(EXERCISE TEXT Opens)

Tuesday, August 4, 2015

Progressing on while stuck in limbo.

Today officially marks 7 weeks since the mastectomy!!!! 7! That's sort of a huge deal. I still remember laying eyes on our precious miracle at our 7 week ultra sound, a baby the size of a grain of rice with a bouncing beating heart. A lot can change in 7 weeks, and looking back I really have come so far. I would be lying if I said I didn't feel different. Something changed within me the day I parted with the lumpy twins, something I could never explain..not even to myself. I do know one thing though, it has been a true test and I like where the journey is taking me. The situations that didn't make sense to me just two months ago felt like a dense fog blanketing my vision. The fog is continually lifting illuminating the path to my future self. "Everything happens for a reason" is becoming more and more of something I feel, not just believe.

Life has picked back up and in so many ways and I am truly feeling like myself again. Whatever that may mean. I still see photos of myself from just a few months back, and I almost can't connect with her. I am not that girl anymore, I am better. I feel better. I am beaming with joy and excitement about many things taking place in our lives right now. My little has decided she wants to get back into dance so we registered her for the 2015-2016 dance year, and she will be starting 1st grade in two short weeks. It is hard to believe time has gone by so quickly when I can so vividly remember that first glimpse of her tiny beating heart. As a way to celebrate the beautiful changes life has thrown our way, we spent Saturday soaking in some sunshine with a picnic lunch and a relaxing paddle boat ride.

(EXERCISE TEXT Closes)
(EXTRACTED RECORDS Opens)

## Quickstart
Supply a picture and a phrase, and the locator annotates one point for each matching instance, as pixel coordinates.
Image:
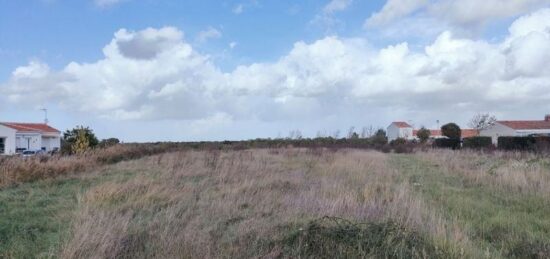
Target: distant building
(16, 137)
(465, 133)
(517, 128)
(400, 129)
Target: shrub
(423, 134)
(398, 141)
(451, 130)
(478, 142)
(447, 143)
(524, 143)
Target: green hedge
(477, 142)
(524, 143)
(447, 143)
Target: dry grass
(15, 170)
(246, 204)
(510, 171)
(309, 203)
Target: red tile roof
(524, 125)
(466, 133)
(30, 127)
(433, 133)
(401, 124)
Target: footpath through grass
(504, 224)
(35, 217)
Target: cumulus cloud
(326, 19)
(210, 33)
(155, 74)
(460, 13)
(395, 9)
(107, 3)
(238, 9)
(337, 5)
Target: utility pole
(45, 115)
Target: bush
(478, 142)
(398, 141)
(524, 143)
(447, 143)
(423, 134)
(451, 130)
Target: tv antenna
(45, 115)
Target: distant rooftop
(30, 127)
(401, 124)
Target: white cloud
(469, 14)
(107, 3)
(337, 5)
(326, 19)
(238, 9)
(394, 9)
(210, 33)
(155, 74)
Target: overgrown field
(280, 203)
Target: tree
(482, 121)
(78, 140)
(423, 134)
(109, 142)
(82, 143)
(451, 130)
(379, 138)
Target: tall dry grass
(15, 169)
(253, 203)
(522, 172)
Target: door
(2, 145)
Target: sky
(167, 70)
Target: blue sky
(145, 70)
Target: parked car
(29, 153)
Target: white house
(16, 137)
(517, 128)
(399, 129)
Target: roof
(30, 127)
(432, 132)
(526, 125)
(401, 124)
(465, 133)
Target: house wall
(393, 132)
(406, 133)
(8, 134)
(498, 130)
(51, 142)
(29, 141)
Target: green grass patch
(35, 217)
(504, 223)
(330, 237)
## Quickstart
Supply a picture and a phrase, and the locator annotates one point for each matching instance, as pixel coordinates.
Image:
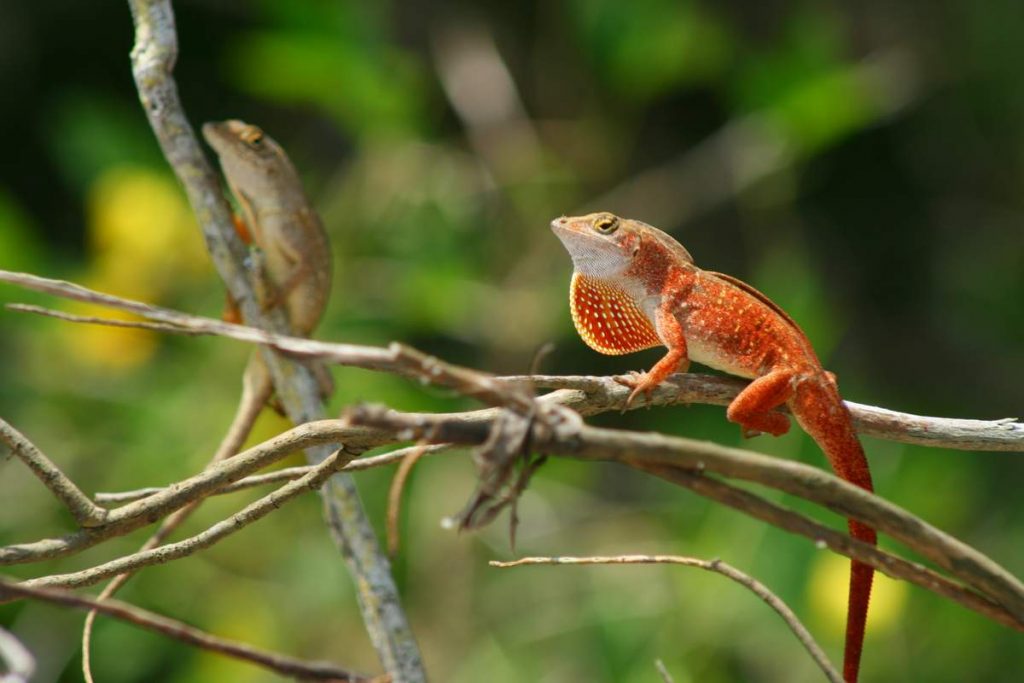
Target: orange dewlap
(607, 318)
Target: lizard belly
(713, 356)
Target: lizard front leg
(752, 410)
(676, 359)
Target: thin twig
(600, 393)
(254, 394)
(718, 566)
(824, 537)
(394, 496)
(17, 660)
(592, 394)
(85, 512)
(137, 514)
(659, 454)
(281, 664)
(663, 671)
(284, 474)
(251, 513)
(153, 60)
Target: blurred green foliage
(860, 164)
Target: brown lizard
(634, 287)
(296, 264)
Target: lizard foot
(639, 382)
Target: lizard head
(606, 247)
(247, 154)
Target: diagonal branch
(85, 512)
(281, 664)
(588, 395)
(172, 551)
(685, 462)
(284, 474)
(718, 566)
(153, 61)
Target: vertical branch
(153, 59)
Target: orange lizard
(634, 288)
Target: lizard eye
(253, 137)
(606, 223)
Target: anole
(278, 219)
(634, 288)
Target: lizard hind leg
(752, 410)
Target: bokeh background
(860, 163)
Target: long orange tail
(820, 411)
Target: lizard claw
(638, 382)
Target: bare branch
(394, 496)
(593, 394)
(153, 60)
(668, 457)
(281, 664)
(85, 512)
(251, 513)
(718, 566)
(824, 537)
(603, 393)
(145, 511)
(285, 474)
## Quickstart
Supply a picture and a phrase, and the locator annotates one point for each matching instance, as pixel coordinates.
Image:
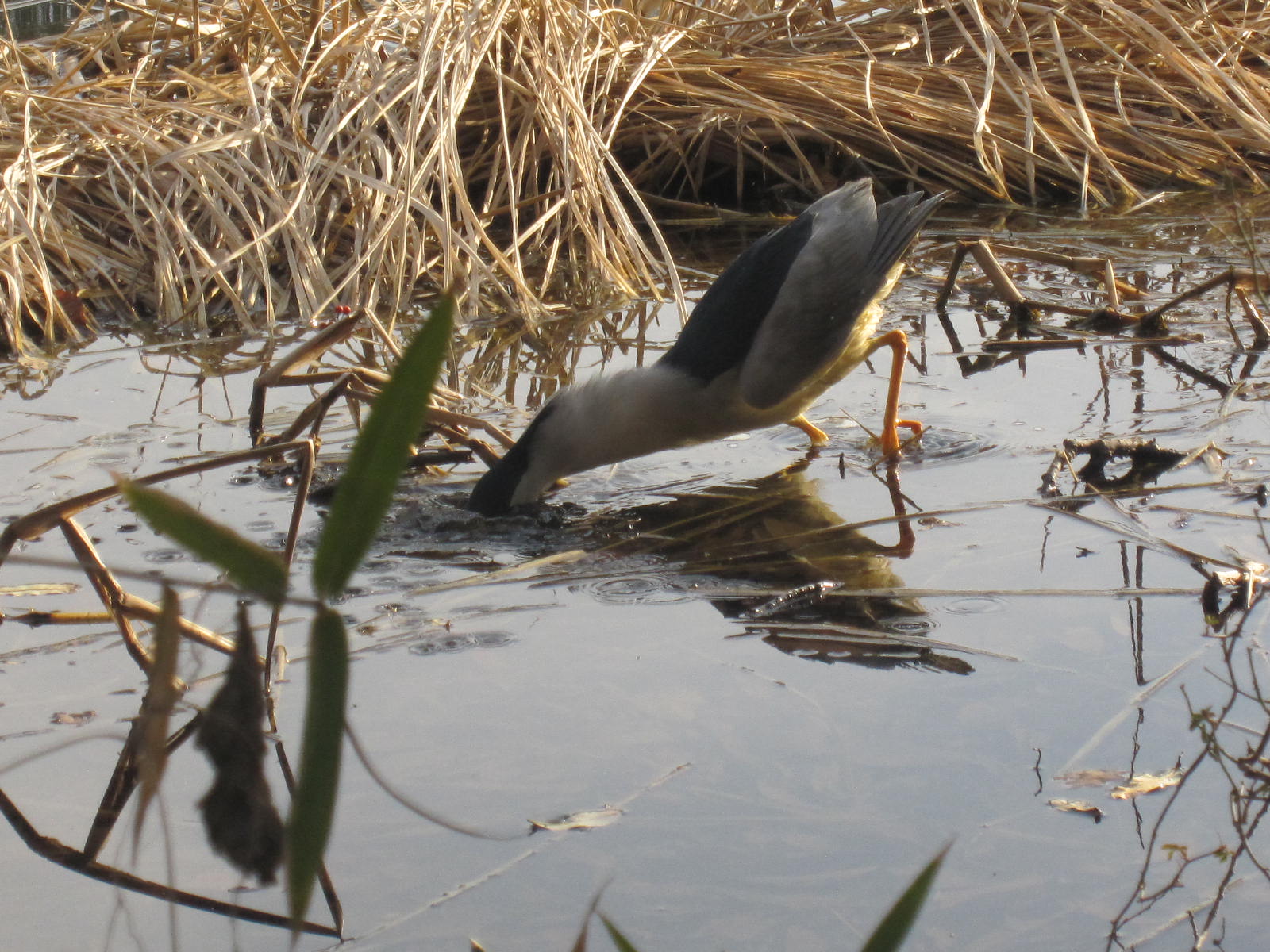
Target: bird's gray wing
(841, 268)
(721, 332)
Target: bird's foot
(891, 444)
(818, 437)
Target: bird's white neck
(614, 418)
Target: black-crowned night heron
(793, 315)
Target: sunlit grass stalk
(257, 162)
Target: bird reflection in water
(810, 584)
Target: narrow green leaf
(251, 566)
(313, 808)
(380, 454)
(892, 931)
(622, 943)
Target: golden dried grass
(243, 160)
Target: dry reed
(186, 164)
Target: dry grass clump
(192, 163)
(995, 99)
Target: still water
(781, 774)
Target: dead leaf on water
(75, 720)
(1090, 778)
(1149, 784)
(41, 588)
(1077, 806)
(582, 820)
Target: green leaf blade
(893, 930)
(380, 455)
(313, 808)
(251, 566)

(EXTRACTED RECORDS Closes)
(EXTRACTED RECORDS Opens)

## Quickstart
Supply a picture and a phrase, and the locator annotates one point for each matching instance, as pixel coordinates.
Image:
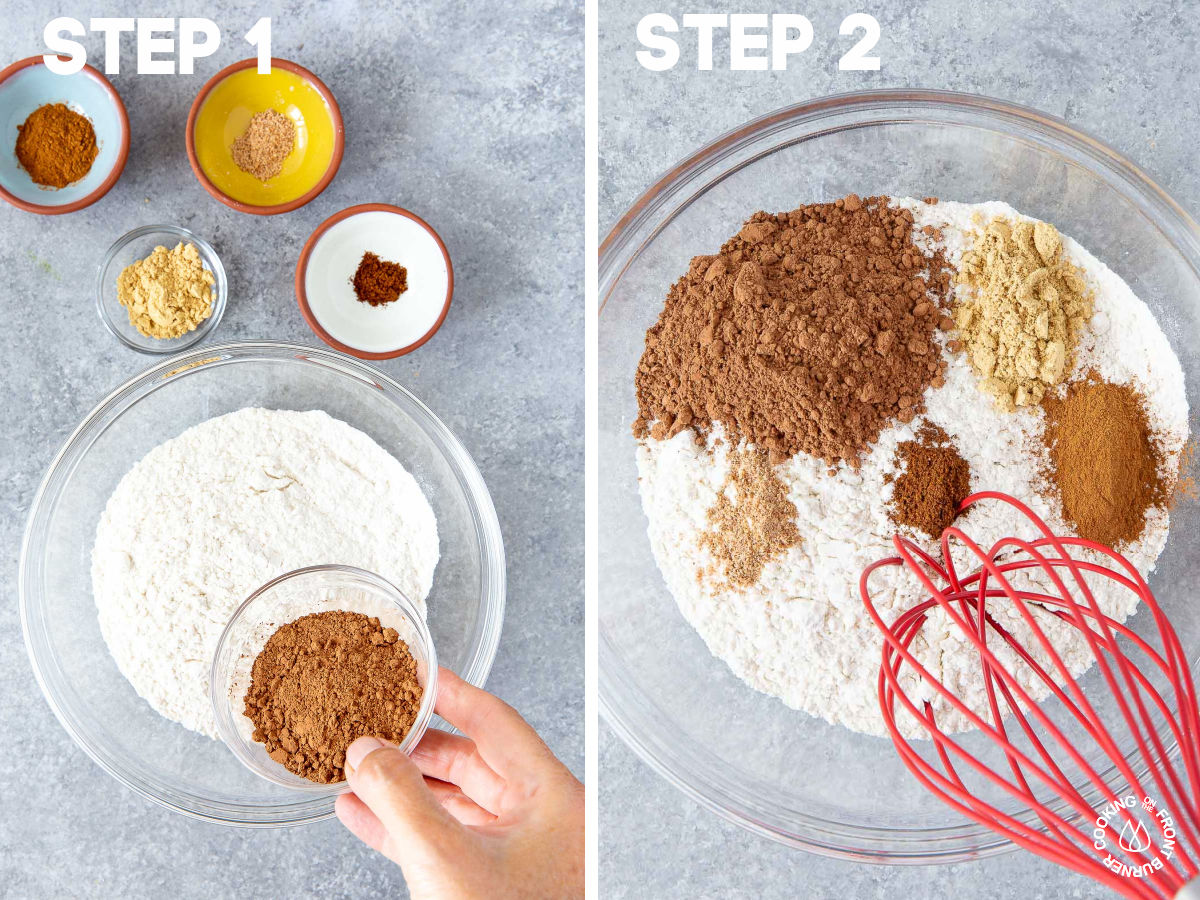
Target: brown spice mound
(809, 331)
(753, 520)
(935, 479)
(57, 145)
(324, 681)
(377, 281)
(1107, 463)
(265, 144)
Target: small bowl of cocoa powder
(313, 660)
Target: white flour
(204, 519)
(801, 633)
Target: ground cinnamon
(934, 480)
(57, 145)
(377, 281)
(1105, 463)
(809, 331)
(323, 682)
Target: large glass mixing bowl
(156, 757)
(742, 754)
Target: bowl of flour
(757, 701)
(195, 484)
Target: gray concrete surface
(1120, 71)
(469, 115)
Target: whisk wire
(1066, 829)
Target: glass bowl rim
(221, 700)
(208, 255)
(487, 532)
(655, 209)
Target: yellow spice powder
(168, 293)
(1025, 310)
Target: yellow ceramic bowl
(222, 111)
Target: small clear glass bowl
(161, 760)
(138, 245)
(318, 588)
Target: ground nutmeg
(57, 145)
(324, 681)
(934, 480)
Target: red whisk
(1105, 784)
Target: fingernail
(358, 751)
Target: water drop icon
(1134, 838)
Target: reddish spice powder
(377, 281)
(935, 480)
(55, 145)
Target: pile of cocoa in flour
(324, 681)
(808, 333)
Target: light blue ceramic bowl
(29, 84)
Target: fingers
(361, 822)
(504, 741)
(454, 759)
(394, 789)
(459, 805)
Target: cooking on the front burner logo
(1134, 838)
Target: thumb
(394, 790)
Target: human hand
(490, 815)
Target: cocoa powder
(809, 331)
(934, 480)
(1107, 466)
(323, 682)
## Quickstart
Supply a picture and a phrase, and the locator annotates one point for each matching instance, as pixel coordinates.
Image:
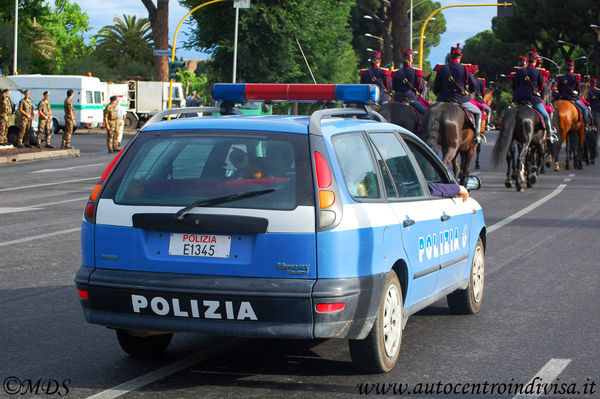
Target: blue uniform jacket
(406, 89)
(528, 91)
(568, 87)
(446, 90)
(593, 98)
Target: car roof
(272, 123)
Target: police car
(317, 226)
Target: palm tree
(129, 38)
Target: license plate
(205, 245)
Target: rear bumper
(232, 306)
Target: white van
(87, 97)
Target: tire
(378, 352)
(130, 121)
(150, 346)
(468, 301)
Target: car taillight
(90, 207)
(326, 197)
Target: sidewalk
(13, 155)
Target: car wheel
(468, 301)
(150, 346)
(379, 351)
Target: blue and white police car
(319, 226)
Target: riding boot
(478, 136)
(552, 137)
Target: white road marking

(EXTRACTED RECORDS Closes)

→ **WORK ORDER 1**:
In the post on the mastectomy recovery, answer each question:
(a) How many weeks have passed since the mastectomy?
(b) What will the daughter be starting in two weeks?
(c) What did the family do on Saturday?
→ **WORK ORDER 2**:
In the post on the mastectomy recovery, replace "grain of rice" with "grain of sand" and write out the passage that begins at the words "Progressing on while"; stop after "not just believe.".

→ **REPLY 1**:
(a) 7 weeks.
(b) 1st grade.
(c) They had a picnic lunch and a paddle boat ride.

→ **REPLY 2**:
Progressing on while stuck in limbo.

Today officially marks 7 weeks since the mastectomy!!!! 7! That's sort of a huge deal. I still remember laying eyes on our precious miracle at our 7 week ultra sound, a baby the size of a grain of sand with a bouncing beating heart. A lot can change in 7 weeks, and looking back I really have come so far. I would be lying if I said I didn't feel different. Something changed within me the day I parted with the lumpy twins, something I could never explain..not even to myself. I do know one thing though, it has been a true test and I like where the journey is taking me. The situations that didn't make sense to me just two months ago felt like a dense fog blanketing my vision. The fog is continually lifting illuminating the path to my future self. "Everything happens for a reason" is becoming more and more of something I feel, not just believe.